GIVEN TASK: Please write out the material that follows, exactly as it stands.
━━━━━━
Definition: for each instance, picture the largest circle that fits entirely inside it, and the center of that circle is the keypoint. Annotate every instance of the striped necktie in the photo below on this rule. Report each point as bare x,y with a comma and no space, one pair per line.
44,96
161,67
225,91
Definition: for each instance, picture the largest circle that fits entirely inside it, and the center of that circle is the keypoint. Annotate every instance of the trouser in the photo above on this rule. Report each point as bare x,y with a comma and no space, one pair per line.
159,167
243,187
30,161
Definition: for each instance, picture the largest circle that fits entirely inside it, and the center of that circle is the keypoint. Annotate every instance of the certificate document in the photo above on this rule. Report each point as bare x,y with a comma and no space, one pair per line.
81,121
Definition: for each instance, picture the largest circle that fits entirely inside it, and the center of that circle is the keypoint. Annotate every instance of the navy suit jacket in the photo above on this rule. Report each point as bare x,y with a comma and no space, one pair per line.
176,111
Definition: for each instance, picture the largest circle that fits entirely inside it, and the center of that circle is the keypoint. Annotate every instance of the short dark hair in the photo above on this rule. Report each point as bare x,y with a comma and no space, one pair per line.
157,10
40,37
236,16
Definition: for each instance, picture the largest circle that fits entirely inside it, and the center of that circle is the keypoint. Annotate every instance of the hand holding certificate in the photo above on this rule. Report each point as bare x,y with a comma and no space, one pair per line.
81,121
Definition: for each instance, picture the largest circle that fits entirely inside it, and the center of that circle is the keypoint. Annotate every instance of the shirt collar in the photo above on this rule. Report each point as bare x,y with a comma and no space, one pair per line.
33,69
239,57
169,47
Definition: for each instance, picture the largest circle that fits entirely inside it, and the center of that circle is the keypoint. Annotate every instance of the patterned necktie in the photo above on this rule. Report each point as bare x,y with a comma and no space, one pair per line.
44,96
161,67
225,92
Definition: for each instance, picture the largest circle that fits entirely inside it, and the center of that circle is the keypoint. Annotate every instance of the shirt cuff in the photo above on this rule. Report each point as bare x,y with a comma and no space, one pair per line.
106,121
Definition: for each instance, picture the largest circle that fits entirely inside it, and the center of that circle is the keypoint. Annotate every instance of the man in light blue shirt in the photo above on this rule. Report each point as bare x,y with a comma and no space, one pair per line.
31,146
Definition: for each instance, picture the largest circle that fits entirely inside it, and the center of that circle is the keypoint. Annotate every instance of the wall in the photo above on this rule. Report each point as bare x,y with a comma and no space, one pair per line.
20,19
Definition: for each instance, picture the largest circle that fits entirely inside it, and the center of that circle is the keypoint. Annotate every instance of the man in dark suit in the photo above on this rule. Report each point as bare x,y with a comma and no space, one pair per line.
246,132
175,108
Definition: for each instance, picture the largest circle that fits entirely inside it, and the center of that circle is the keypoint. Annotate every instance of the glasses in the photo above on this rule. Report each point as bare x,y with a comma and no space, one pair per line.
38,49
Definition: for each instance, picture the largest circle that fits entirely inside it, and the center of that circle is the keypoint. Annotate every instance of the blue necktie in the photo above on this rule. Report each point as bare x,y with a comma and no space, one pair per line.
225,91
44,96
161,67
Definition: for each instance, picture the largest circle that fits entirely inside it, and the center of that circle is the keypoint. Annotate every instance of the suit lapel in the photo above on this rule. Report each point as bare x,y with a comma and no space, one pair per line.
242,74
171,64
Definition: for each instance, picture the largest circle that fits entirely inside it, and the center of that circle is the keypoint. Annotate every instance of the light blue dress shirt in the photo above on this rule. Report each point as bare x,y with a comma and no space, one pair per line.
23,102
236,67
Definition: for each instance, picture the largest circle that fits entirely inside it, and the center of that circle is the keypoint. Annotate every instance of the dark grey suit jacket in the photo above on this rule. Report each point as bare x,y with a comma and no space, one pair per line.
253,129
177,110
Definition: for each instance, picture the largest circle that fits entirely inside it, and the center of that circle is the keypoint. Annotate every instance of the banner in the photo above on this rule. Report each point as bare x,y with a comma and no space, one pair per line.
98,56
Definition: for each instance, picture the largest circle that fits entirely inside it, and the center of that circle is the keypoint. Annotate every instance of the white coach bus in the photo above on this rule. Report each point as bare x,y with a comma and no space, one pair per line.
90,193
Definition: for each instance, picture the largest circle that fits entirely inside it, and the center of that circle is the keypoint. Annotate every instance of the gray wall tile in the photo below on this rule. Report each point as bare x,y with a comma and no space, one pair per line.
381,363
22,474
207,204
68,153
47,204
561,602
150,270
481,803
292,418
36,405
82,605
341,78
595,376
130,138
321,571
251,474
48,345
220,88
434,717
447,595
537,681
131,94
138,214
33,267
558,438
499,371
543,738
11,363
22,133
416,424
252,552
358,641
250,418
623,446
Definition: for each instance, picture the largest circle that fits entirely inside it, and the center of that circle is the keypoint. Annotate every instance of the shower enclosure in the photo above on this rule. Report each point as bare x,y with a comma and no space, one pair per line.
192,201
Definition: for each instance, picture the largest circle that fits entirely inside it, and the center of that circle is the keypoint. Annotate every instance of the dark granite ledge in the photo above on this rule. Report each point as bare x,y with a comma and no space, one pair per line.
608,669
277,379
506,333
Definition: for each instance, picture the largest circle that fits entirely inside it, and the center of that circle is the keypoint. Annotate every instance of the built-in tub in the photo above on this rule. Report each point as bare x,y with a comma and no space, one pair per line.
━━━━━━
EXERCISE ANSWER:
Definition: for each instance, picture the largest circle that fits entirely inside it, and the center of that circle is the keypoint. Annotate every instance of the striped necktie in the photo below on this rule. Report each point as bare x,y with a comma and no space, one pair per line.
44,96
161,67
225,91
Definition: for each instance, picture the largest circle that fits entirely inside it, and the center of that circle is the keypoint. Annotate every instance of the trouser in the photo above on this rule. Report each point as bare x,y with a comma and no space, one pair per line.
159,167
243,187
30,161
Definition: for each instance, picture the largest circle that fits entirely inside it, and the center of that circle is the keypoint. Annotate every instance of the certificate document in the photo above on this rule. Report each point as bare x,y with a comma and no space, one pair per line.
81,121
Definition: for each instance, picture the largest circle that fits entirely inside it, and the center of that circle is the keypoint. Annotate every instance of the navy suit jacket in the photo above on this rule. Report each point as bare x,y with a comma and no space, one pair per line.
176,111
Definition: for each instance, picture the largest circle that fits entirely inside it, and the center of that circle is the keypoint. Annotate every instance of the short dark hair in the photo above on this rule. Report each point as bare x,y with a comma and no space, one pair per line.
157,10
40,37
236,16
Definition: for each instance, picture the largest circle that fits entirely inside it, and the center of that circle is the keypoint. Annotate every instance of the hand holding certificate in the photo above on this rule. Report each point as bare x,y with a comma and no space, one pair per line.
81,121
Definition: for each instance, picture the largest circle that fits entirely inside it, and the center of that circle is the keypoint. Annotate every instance of the shirt collar in the photo above on this rule. Report each point as bare x,y with a comma and no space, one pair per line.
33,69
239,57
169,47
Definition: for each instance, picture the largest circle that fits entirely inside it, and the center of that circle is the keypoint. Annotate every instance of the patterned necktie in the photo above on this rule. Report each point as bare x,y with a comma and no space, one pair per line.
44,96
161,67
225,92
Definition: for each instance, picture the largest circle that fits entirely inside it, and the center of that circle is the keypoint. Annotate every instance of the shirt cuff in the photo above on this rule. Report each point as bare x,y with a comma and no space, one pair per line.
106,121
Definition: for each instance, picture the largest circle that fits entirely inside it, and the center of that circle is the keypoint. Annotate every instance of the man in light blue shirt in the photo above on this rule. Report each point as bare x,y with a comma and no space, one pair per line.
31,146
Definition: for each instance, picture the largest circle that fits entirely inside it, and the center of that circle is the keypoint. Annotate every instance of the wall in the photo above on this rule. Report each point as bare x,y with a comma and no space, one pair per line.
20,19
Definition: for each instance, picture the largest circle that fits entirely inside it, and the center of that circle is the keypoint. Annotate every instance of the man in dark suit in the photo above on this rule. Report each point as bare x,y with a comma and no space, one pair per line.
246,132
175,108
Definition: for each instance, picture the largest circle that fits entirely inside it, and the center of that circle is the keypoint. Annotate every instance of the glasses in the photo above on this rule. Report each point as bare x,y with a comma and no space, one pair per line.
38,49
Definition: for each instance, picture the largest circle that fits entirely inside it, and the center of that circle is the keypoint. Annotate every instance of the blue necktie in the photo above on this rule. Report each point as bare x,y with a comma and no space, one pair per line.
225,91
44,96
161,67
Definition: for each instance, picture the largest circle that fits entirely inside it, and the center of that circle is the keypoint. Annotate every instance of the suit lapel in the photo above on this rule. Report each point as bare x,y with a comma and no space, one pair per line.
242,74
171,64
Definition: for each instance, picture the largest circle that fits entirely inside it, and the center of that circle is the keypoint. Annotate every instance of the light blue dress shirt in the photo above on this rule. Report each point as bare x,y with a comma and no space, one pair per line.
23,102
236,67
Definition: for each instance, picture the largest circle that fits entirely inside it, and the center of that circle is the keypoint. Annotate every instance of the dark grey suit jacket in the photo above on this rule. Report each point as bare x,y with a comma and no space, one pair per line.
253,129
177,110
Definition: for each instance, picture the largest circle that fits entirely inside it, and the center of that circle is the keypoint. Annotate every instance of the banner in the photo above on this rule. Report each point as bare x,y with a comma and no space, one pair per line.
98,56
Definition: for each instance, picture the largest circle that fits entirely inside it, and the center of that circle is the keypoint. Annotate every instance of the white coach bus in the photo above on this rule. Report each point as bare x,y with a comma and no space, one pair per line.
90,193
Definition: for each instance, picture the largest circle that fits entirely inside it, and the center of that circle is the keypoint. Annotate every instance of the gray wall tile in the photo below on this rule. Report each point as bare x,y with a comma and no space, one pair per line.
381,363
22,474
207,204
68,153
47,204
561,602
150,270
481,803
292,418
36,405
82,605
341,78
595,376
130,138
321,571
251,474
48,345
220,88
434,717
447,595
537,681
131,94
138,214
33,267
558,438
499,371
543,738
11,363
22,133
416,424
252,552
358,641
250,418
623,446
Definition: for each instance, picture the largest circle that fits entirely inside it, and the center of that circle is the keypoint. Annotate every instance of the shower enclosure in the photo above on this rule. Report each point as bare x,y with a comma and no space, one pair per line.
192,201
Definition: for each instance, picture the largest circle that fits entirely inside it, and the center of that circle is the keypoint. Annotate every instance of the dark granite ledge in the photo above on this rule. Report each point as bare x,y with a comma and no space, one pair per line.
608,669
277,379
506,333
Definition: for each instance, picture the largest circle that fits entirely inside it, and the center of that circle is the keypoint. Annotate every instance of the built-in tub in the photo above on this rule. Report each point as bare x,y with a comma and no space, one pair per line.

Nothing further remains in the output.